_DOCUMENT:_
.....

Question

If A and B are two independent events such that $P(A\cap B)=\frac{1}{6}\mathrm{and}P(\overline{A}\cap \overline{B})=\frac{1}{3},$ then write the values of P (A) and P (B).

Answer 1

$P\left(\overline{A}\cap \overline{B}\right)=1-P\left(A\cup B\right)$
$\Rightarrow P\left(A\cup B\right)=1-P\left(\overline{A}\cap \overline{B}\right)=1-\frac{1}{3}=\frac{2}{3}$
By addition theorem, we have:
P (A ∪ B) = P(A) + P (B) $-$ P (A ∩ B)
∴ P(A) + P (B) = P (A ∪ B) + P (A ∩ B)
= $\frac{2}{3}+\frac{1}{6}=\frac{4+1}{6}=\frac{5}{6}$
Thus, P(A) + P (B) = $\frac{5}{6}$ ...(i)
Again, P (A ∩ B) = P(A) × P(A) = $\frac{1}{6}$
By formula, we have:
{P(A) − P (B)}² = {P(A) + P (B)}² − 4 × P(A) × P(B)
= ${\left(\frac{5}{6}\right)}^2-\frac{4}{6}=\frac{25}{36}-\frac{4}{6}=\frac{25-24}{36}=\frac{1}{36}$
∴ P(A) − P(B) = $\frac{1}{6}$ ...(ii)
From (i) and (ii), we get:
2P(A) = 1
Hence, P(A) = $\frac{1}{2}$ and P(B) = $\frac{1}{3}$

.....

_DATASET:_
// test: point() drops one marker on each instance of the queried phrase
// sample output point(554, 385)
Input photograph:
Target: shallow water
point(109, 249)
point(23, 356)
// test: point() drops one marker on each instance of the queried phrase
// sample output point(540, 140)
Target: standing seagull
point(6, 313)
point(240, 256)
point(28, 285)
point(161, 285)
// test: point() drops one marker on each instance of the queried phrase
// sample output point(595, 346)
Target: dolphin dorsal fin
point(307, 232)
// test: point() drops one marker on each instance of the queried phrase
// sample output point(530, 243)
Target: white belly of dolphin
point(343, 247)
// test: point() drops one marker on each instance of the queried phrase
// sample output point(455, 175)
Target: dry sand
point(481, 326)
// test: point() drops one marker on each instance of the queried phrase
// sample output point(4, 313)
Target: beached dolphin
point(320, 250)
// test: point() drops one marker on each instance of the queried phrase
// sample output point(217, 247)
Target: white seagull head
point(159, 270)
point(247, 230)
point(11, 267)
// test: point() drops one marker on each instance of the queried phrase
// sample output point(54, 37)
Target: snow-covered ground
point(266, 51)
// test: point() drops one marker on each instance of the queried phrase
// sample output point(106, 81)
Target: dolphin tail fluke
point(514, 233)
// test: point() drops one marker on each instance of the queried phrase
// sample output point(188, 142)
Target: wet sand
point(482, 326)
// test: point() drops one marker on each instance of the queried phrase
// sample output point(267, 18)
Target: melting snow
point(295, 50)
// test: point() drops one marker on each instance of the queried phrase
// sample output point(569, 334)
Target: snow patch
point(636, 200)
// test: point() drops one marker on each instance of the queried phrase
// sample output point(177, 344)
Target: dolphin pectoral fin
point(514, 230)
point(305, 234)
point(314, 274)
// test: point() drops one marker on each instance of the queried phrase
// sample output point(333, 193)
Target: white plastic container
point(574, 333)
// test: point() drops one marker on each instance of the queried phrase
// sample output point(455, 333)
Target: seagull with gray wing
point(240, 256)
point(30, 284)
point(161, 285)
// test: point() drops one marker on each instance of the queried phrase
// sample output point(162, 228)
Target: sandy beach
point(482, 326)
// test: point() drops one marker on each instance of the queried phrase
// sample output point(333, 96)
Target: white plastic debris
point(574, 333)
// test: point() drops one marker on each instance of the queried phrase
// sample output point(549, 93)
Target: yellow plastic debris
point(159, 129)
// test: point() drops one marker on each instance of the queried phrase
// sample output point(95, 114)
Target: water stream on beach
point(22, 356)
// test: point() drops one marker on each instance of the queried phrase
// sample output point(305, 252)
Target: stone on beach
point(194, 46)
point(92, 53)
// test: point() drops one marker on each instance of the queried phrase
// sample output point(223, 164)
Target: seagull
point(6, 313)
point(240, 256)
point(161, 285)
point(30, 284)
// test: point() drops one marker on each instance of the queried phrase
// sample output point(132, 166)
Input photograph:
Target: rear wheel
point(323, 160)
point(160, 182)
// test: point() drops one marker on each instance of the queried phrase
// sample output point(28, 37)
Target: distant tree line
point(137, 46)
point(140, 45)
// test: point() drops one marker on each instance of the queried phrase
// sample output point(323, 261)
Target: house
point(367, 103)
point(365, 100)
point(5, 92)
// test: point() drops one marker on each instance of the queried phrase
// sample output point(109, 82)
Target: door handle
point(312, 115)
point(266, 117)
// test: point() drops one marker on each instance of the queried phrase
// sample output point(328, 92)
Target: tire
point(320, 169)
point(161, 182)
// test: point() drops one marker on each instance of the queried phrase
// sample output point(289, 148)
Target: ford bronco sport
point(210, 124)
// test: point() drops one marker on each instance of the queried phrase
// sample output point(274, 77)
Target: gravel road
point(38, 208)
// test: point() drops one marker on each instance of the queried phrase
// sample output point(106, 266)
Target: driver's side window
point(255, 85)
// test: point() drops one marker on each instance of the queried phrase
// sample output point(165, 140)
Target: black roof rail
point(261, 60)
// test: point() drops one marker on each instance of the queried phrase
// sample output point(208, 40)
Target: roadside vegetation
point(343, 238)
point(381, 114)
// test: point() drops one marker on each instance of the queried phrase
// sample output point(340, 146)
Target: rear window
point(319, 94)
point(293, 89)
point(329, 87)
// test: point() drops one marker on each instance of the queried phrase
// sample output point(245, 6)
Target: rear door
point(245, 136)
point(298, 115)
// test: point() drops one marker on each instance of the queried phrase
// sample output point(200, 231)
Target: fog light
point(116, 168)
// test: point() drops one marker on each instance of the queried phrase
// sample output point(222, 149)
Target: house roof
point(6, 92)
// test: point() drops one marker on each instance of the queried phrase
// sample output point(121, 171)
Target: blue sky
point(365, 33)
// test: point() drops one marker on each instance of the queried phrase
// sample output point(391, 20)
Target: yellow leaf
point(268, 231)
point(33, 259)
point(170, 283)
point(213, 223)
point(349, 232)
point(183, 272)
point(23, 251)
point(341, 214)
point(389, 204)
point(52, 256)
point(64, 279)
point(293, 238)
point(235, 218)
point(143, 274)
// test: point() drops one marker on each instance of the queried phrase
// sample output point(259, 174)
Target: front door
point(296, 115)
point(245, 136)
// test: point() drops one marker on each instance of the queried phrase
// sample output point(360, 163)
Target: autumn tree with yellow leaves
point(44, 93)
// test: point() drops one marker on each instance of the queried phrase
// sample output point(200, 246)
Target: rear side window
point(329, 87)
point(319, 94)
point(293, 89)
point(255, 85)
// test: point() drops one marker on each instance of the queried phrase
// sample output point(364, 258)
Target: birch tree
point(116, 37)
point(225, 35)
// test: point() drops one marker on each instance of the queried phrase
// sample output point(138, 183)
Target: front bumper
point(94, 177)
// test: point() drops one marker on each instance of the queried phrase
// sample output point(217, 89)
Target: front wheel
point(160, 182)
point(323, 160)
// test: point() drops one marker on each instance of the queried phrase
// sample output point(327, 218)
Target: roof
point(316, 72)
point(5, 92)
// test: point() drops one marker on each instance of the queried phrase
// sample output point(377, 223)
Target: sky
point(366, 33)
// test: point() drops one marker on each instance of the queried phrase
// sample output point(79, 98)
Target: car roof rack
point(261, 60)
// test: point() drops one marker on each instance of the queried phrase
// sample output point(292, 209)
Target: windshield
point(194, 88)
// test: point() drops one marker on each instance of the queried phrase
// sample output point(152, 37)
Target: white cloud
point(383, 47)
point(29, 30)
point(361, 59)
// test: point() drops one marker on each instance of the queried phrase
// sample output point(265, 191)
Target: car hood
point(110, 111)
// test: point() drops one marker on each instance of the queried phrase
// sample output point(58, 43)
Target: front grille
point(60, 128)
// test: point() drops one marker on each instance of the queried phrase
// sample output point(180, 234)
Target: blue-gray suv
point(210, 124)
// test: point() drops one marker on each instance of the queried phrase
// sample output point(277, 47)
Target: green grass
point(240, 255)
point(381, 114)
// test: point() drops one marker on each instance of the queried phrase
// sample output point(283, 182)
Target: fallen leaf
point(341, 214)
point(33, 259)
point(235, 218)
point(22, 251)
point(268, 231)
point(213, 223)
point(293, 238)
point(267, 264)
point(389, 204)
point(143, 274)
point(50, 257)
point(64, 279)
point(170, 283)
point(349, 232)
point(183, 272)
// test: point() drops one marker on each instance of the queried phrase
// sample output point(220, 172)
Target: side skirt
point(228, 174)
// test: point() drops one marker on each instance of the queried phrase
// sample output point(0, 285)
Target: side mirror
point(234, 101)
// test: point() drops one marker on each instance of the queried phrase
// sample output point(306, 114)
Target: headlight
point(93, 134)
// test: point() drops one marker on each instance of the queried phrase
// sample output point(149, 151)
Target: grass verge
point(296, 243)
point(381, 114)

.....

_TASKS FOR THIS EXERCISE:_
• 1. Please reproduce the stretch of the probability solution from "If A and B are" through "(A) and P (B)." word for word.
• 2. In the probability solution, which theorem is cited to relate P(A ∪ B) to P(A), P(B), and P(A ∩ B)?

_ANSWERS BY TASK:_
• 1.
If A and B are two independent events such that $P(A\cap B)=\frac{1}{6}\mathrm{and}P(\overline{A}\cap \overline{B})=\frac{1}{3},$ then write the values of P (A) and P (B).

• 2. The addition theorem.